#### [Request 1]
From the GCT ResNet18 code excerpt, copy out the passage that begins at the words "self.bn1 = norm_layer(planes)" and stops after "self.bn2 = norm_layer(planes)".
#### [Request 2]
Answer these questions from the GCT ResNet18 code excerpt.
(a) Which network is built to verify the performance?
(b) What default value is given to base_width in BasicBlock?
(c) What message does the error raised for a dilation greater than 1 carry?
## Begin Document segment
This experiment verifies the performance by building a ResNet18 network. The insertion location of GCT module is as follows.

GCT_ResNet18 build

import paddle
import paddle.nn as nn
from paddle.utils.download import get_weights_path_from_url

class BasicBlock(nn.Layer):
    expansion = 1

    def __init__(self,
                 inplanes,
                 planes,
                 stride=1,
                 downsample=None,
                 groups=1,
                 base_width=64,
                 dilation=1,
                 norm_layer=None):
        super(BasicBlock, self).__init__()
        if norm_layer is None:
            norm_layer = nn.BatchNorm2D

        if dilation > 1:
            raise NotImplementedError(
                "Dilation > 1 not supported in BasicBlock")

        self.conv1 = nn.Conv2D(
            inplanes, planes, 3, padding=1, stride=stride, bias_attr=False)
        self.bn1 = norm_layer(planes)
        self.relu = nn.ReLU()
        self.conv2 = nn.Conv2D(planes, planes, 3, padding=1, bias_attr=False)
        self.bn2 = norm_layer(planes)
        self.downsample = downsample
        self.stride = stride

    def forward(self, x):
        identity = x

        out = self.conv1(x)
## End Document segment
## Begin Stored rows
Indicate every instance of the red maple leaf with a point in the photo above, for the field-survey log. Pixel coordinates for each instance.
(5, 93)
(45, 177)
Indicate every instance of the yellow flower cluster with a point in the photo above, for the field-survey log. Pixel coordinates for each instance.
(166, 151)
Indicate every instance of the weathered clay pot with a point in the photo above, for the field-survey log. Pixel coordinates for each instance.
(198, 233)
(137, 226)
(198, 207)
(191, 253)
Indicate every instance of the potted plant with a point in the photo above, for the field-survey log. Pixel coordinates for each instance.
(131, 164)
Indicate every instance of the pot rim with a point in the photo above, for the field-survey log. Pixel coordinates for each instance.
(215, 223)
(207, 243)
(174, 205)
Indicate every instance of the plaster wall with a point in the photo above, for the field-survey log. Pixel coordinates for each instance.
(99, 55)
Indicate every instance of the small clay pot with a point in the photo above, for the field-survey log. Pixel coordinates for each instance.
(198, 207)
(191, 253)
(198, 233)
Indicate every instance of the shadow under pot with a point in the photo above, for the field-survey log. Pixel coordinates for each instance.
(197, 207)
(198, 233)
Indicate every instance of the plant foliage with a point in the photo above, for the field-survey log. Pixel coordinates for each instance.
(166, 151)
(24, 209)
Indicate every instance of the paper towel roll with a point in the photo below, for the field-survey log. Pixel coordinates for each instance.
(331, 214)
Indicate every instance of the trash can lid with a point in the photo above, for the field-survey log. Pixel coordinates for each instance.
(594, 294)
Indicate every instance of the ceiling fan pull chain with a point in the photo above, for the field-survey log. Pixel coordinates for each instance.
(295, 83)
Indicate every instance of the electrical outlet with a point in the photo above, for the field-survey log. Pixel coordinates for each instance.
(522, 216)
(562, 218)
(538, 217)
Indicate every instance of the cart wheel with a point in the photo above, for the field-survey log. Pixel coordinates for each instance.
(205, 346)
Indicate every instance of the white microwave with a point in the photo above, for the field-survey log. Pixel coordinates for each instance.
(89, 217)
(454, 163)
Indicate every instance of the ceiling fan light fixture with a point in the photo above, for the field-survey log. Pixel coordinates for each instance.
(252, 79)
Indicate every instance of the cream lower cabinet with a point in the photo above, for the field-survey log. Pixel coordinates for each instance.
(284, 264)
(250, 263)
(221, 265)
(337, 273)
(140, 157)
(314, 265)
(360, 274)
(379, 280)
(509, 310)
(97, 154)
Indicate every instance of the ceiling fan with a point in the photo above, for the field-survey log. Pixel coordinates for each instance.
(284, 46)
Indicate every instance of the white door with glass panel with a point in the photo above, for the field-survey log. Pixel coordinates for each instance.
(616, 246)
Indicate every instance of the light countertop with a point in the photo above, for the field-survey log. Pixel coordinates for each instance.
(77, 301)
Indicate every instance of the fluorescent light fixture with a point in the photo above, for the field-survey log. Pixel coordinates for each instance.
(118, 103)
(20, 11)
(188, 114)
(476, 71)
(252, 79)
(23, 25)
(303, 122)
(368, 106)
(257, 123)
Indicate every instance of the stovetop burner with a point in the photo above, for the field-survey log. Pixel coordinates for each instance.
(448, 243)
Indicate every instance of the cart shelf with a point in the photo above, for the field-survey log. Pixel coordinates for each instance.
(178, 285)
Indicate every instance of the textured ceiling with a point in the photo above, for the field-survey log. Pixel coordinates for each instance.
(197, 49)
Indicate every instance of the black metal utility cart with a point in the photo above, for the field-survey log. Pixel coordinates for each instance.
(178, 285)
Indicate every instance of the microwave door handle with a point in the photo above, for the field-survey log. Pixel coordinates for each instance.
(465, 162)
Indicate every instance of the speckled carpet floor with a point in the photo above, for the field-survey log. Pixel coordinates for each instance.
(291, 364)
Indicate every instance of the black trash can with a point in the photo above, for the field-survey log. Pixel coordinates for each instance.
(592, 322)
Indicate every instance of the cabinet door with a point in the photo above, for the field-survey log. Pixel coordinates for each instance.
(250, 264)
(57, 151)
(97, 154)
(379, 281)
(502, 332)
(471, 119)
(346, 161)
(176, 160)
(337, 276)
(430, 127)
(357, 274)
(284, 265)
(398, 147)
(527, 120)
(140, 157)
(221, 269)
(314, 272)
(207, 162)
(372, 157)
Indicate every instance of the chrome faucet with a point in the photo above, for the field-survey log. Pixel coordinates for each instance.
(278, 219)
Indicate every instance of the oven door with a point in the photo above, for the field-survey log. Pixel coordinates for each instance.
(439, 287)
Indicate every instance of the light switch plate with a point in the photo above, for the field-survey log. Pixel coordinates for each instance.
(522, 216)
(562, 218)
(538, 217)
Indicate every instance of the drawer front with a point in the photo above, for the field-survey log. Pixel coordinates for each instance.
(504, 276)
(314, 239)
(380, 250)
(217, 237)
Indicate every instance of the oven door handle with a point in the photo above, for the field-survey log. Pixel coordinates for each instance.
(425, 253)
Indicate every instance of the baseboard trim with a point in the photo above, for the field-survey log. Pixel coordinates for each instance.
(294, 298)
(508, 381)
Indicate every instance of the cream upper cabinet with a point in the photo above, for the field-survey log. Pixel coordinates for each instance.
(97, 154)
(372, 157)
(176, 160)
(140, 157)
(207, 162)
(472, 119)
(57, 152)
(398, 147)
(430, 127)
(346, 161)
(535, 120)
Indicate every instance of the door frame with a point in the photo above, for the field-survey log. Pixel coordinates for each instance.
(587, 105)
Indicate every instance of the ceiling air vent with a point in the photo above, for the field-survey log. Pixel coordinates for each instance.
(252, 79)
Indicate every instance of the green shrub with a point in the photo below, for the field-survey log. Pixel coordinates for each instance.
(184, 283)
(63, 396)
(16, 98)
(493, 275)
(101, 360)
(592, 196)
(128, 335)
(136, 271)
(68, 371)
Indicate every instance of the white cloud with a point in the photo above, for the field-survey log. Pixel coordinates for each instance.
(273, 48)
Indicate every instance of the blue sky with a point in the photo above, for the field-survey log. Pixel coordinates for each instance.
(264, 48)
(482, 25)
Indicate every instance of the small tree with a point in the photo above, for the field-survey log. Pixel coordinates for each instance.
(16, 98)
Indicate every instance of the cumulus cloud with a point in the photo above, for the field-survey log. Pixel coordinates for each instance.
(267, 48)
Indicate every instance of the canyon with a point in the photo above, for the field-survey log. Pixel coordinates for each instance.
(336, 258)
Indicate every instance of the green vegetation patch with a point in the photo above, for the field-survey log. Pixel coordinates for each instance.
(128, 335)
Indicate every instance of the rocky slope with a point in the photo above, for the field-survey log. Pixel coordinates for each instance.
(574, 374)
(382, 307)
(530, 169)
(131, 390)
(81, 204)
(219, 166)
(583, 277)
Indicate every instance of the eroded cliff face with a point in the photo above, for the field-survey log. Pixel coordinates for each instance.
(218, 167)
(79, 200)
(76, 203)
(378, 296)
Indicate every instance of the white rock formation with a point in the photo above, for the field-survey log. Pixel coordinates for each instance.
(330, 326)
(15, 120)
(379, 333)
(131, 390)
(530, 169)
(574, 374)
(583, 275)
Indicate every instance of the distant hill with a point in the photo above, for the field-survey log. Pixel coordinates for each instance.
## End Stored rows
#### [Complete response 1]
self.bn1 = norm_layer(planes)
        self.relu = nn.ReLU()
        self.conv2 = nn.Conv2D(planes, planes, 3, padding=1, bias_attr=False)
        self.bn2 = norm_layer(planes)

#### [Complete response 2]
(a) A ResNet18 network.
(b) 64.
(c) "Dilation > 1 not supported in BasicBlock"